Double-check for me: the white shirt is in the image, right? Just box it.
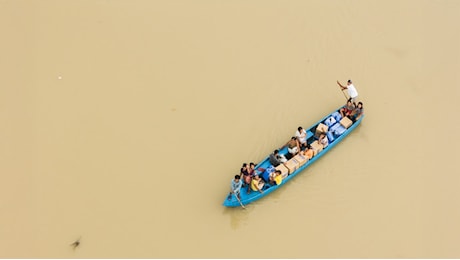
[347,84,358,98]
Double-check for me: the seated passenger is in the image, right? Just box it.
[286,136,300,160]
[348,101,364,123]
[248,174,265,193]
[295,126,307,150]
[268,149,287,167]
[240,163,251,186]
[318,132,329,148]
[227,175,243,200]
[303,144,315,160]
[340,98,355,117]
[270,170,283,185]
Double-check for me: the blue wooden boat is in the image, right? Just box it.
[223,106,364,207]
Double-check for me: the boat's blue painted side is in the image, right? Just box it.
[223,107,364,207]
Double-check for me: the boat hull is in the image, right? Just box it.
[223,107,364,207]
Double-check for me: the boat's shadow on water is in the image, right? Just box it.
[222,183,292,230]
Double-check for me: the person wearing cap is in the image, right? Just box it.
[286,136,300,160]
[248,174,264,193]
[295,126,307,150]
[227,175,243,200]
[268,149,287,167]
[270,170,283,185]
[337,79,358,104]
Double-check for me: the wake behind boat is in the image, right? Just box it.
[223,106,364,207]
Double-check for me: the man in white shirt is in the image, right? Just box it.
[337,79,358,104]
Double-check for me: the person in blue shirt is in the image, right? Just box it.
[227,175,243,200]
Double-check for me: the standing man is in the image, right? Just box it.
[337,79,358,104]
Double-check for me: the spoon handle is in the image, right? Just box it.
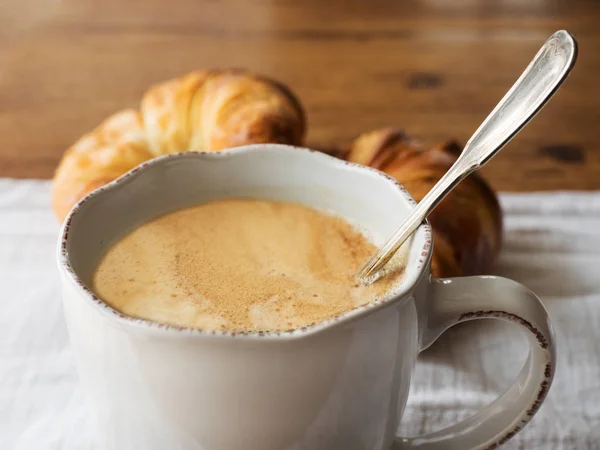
[359,30,577,283]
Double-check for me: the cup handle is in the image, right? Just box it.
[392,276,556,450]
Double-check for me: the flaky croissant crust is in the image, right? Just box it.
[343,128,502,277]
[52,70,305,220]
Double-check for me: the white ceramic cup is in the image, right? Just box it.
[58,144,555,450]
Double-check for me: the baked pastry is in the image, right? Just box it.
[345,128,502,277]
[52,70,305,220]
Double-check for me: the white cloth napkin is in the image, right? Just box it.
[0,179,600,450]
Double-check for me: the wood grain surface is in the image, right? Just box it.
[0,0,600,191]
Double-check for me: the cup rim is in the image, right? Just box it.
[57,144,433,340]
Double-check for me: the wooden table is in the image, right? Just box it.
[0,0,600,191]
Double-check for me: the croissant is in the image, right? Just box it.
[345,128,502,277]
[52,70,305,220]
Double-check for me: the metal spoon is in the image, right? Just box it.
[358,30,577,284]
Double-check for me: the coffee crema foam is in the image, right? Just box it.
[92,199,402,331]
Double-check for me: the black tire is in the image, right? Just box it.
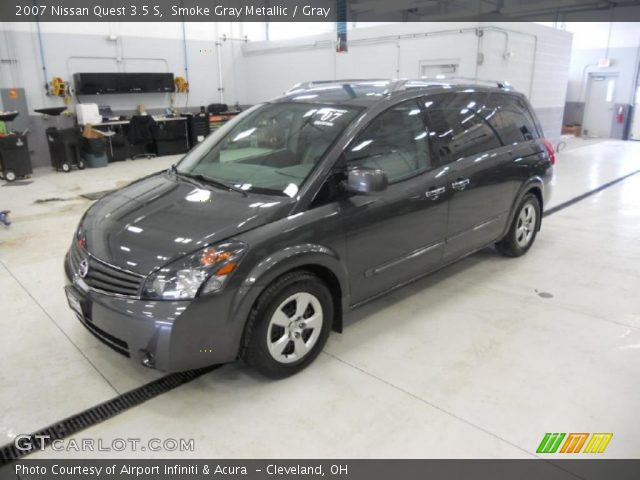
[496,193,542,257]
[244,271,334,379]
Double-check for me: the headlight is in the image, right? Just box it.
[142,242,246,300]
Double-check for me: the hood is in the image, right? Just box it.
[81,172,293,275]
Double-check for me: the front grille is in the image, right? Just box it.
[80,318,130,357]
[69,241,144,297]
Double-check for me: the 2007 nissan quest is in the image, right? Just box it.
[65,80,555,378]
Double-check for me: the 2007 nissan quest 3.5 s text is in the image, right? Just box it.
[65,80,555,378]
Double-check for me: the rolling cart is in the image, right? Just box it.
[34,107,86,172]
[0,111,33,182]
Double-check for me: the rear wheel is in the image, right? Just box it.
[496,193,541,257]
[244,271,333,378]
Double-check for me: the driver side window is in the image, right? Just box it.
[344,100,432,183]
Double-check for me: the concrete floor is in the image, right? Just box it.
[0,141,640,458]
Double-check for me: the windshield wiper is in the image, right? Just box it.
[173,169,249,197]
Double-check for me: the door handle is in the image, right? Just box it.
[425,187,447,200]
[451,178,469,191]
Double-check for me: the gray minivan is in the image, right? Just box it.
[65,80,555,378]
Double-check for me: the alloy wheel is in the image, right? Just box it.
[267,292,323,363]
[516,203,536,248]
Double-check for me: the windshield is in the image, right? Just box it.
[178,103,359,197]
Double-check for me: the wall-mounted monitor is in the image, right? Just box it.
[73,73,175,95]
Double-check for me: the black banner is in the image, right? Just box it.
[0,0,640,22]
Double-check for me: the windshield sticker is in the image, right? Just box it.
[282,183,298,198]
[313,108,347,127]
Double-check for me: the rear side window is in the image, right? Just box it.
[424,93,501,163]
[345,100,432,182]
[487,93,539,145]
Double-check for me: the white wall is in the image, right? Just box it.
[237,22,571,137]
[544,22,640,103]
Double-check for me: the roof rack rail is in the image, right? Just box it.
[287,78,393,92]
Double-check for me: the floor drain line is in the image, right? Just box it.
[543,170,640,217]
[0,365,219,465]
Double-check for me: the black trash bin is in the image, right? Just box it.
[0,133,33,182]
[46,127,86,172]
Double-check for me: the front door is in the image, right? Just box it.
[341,100,449,303]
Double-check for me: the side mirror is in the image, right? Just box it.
[346,168,389,194]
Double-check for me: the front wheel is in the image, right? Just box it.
[496,193,541,257]
[4,170,16,182]
[244,271,333,378]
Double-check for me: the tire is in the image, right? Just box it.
[244,271,334,379]
[496,193,542,257]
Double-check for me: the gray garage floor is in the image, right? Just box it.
[0,141,640,458]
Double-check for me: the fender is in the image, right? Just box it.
[225,243,350,358]
[500,175,545,238]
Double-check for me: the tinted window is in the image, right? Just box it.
[424,93,501,162]
[345,100,431,182]
[487,93,539,145]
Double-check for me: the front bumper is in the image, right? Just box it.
[65,251,242,372]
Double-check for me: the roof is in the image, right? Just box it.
[275,78,510,107]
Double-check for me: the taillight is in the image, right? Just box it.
* * * * * * *
Switch "Just box it" to "Mark it with a box" throughout the records and give them again with nothing else changed, leaving out the pictures.

CORRECT OUTPUT:
Double-check for me: the white shirt is in the image, right? Mark it with a box.
[347,84,358,98]
Double-check for me: the seated passenger is in the image, right? Mark it with a box.
[286,136,300,160]
[348,101,364,123]
[248,174,265,193]
[295,126,307,150]
[268,149,287,167]
[240,163,251,186]
[318,132,329,148]
[227,175,243,200]
[303,144,315,160]
[340,98,355,117]
[270,170,283,185]
Double-check for me: the blue wooden boat is in the image, right? Mark it with a box.
[223,106,364,207]
Double-check for me: the boat's blue painted side is in the image, right? Mark it with a box.
[223,107,364,207]
Double-check for me: the boat hull is in the image, right? Mark it with a box.
[223,107,364,207]
Double-check for me: the boat's shadow on water is in the image, right? Mark it with a box.
[222,183,292,230]
Double-check for me: the person wearing cap is in the image, right? Mark it with a box.
[286,136,300,160]
[248,174,264,193]
[295,126,307,150]
[227,175,243,200]
[268,149,287,167]
[270,170,283,185]
[337,79,358,104]
Double-check for me: the wake behind boat is in the image, right? Mark it with a box.
[223,106,364,207]
Double-check for me: the man in white shirt is in the image, right? Mark it with a box.
[337,79,358,104]
Double-check for me: the person in blue shirt is in the image, right? Mark it with a box.
[227,175,243,200]
Double-check for me: the standing man is in the image, right? Mark it with a box.
[337,79,358,104]
Double-check for me: the spoon handle is in the image, right? Mark it with a box.
[359,30,577,283]
Double-check for me: the cup handle is in the image, right? Mark it with a box.
[392,276,556,450]
Double-check for me: the flaky croissant crust is in the image, right? Mark it with a box.
[343,128,502,277]
[52,70,305,220]
Double-check for me: the white ceramic cup is in the image, right? Mark it with a box.
[58,144,555,450]
Double-check for me: the baked pastry is in the image, right? Mark it with a box.
[345,128,502,277]
[52,70,305,220]
Double-check for me: the white cloth napkin is in the image, right? Mark it with a box.
[0,179,600,450]
Double-check for me: the wood grain surface is in the image, right? Mark it with a box.
[0,0,600,191]
Double-check for me: the cup rim is in the image, right? Mark it with a box.
[57,144,433,340]
Double-check for me: the wooden table is in the image, right? Mark it with a box.
[0,0,600,191]
Double-check for me: the croissant is in the image, right? Mark it with a box.
[345,128,502,277]
[52,70,305,220]
Double-check for me: the metal spoon is in the image, right? Mark it with a box.
[358,30,577,284]
Double-check for me: the coffee crema foam is in the image, right? Mark it with a box.
[92,199,402,331]
Double-check for me: the black tire is in the image, right? Mark it with a box.
[496,193,542,257]
[244,271,334,379]
Double-check for me: the headlight is in the image, right? Mark it with a box.
[142,242,246,300]
Double-check for me: the hood is in the image, right? Mark it with a box.
[81,172,293,275]
Double-check for me: the front grille is in the image, right? Mark it with a box.
[80,318,130,357]
[69,241,144,297]
Double-check for me: the 2007 nissan quest is in the image, right? Mark it with a box.
[65,80,555,378]
Double-check for me: the 2007 nissan quest 3.5 s text is in the image, right? Mark it with a box.
[65,80,555,378]
Double-check for me: the rolling cart is in the image, right? Mark it with a box.
[34,107,86,172]
[0,111,33,182]
Double-check for me: the rear wheel is in the image, right? Mark it with a box.
[496,193,541,257]
[244,271,333,378]
Double-check for me: the driver side window is in the image, right? Mark it with a box.
[344,100,432,183]
Double-check for me: the concrete floor is in the image, right? Mark it with a box.
[0,141,640,458]
Double-check for me: the windshield wiper is in the image, right? Mark it with a box.
[173,169,249,197]
Double-check for me: the door handle is in the image, right? Mark it with a box.
[425,187,447,200]
[451,178,469,191]
Double-check for me: the gray minivan is in the image, right? Mark it with a box.
[65,80,555,378]
Double-check for me: the alloy wheel is in the image, right? Mark it with a box.
[267,292,323,363]
[516,203,536,248]
Double-check for me: the windshield is in the image, right? Mark it with a box.
[178,103,359,197]
Double-check for me: the wall-mounted monitor is in the image, right? Mark it with a box.
[73,73,175,95]
Double-check for me: the black banner is in the image, right? Mark it with a box.
[0,0,640,22]
Double-check for me: the windshield sticker is in the image, right? Mark it with a box.
[282,183,298,198]
[313,108,347,127]
Double-check for me: the rear side window is in the image, right? Mark it with a box.
[424,93,501,163]
[345,100,432,182]
[487,93,539,145]
Double-check for me: the white wall is in the image, right? Mark it with a box.
[237,22,571,137]
[544,22,640,103]
Double-check for me: the roof rack rail is in the image, right? Mark it with a box.
[287,78,393,92]
Double-check for me: the floor drain line is in the image, right? Mark it with a box.
[543,170,640,217]
[0,365,219,465]
Double-check for me: the black trash bin is in the image, right? Mark it with a box.
[0,133,33,182]
[46,127,86,172]
Double-check for me: the front door is in the image, right? Mark it with a box.
[341,100,449,303]
Double-check for me: the side mirror is in the image, right? Mark it with a box.
[346,168,389,194]
Double-check for me: the front wheel is in the image, right? Mark it with a box.
[496,193,541,257]
[4,170,16,182]
[244,271,333,378]
Double-check for me: the tire is in the image, right? Mark it with a box.
[244,271,334,379]
[496,193,542,257]
Double-check for me: the gray garage floor is in the image, right? Mark it with a box.
[0,141,640,458]
Double-check for me: the fender is in the image, right? Mark it with a box.
[225,243,350,358]
[500,175,545,238]
Double-check for me: the tinted window is in the image, right? Mark it with a box.
[424,93,501,162]
[345,100,431,182]
[487,93,539,145]
Double-check for me: the front bumper is in the image, right? Mark it with a box.
[65,251,242,372]
Double-check for me: the roof is in the image, right? Mark it with a box.
[275,78,510,107]
Double-check for me: the taillight is in the image, right? Mark it with a box.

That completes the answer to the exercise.